What the task asks = Reproduce only the material starting at the line containing "[point] forest (one" and ending at the line containing "Target: sky", with every "marker" changed to "dot" and nothing else altered.

= = =

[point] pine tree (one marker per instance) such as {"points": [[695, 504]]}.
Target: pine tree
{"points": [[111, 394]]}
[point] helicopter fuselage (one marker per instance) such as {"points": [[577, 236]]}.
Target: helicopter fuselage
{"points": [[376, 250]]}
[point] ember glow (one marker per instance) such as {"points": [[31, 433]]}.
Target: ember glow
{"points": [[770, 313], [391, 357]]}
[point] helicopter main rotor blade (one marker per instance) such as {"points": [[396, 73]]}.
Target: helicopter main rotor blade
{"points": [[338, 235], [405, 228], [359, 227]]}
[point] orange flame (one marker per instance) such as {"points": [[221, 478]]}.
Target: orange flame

= = =

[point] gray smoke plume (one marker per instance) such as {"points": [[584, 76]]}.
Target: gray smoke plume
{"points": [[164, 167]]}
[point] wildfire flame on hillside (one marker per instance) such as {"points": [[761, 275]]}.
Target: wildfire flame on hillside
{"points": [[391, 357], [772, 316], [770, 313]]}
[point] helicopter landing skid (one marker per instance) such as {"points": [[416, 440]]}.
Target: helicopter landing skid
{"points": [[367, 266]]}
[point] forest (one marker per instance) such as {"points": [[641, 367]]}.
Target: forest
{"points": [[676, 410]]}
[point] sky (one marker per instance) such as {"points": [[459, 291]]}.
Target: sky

= = =

Task output =
[point] forest (one dot per instance) such as {"points": [[641, 367]]}.
Target: forest
{"points": [[676, 410]]}
[point] sky (one dot per instance) such as {"points": [[459, 291]]}.
Target: sky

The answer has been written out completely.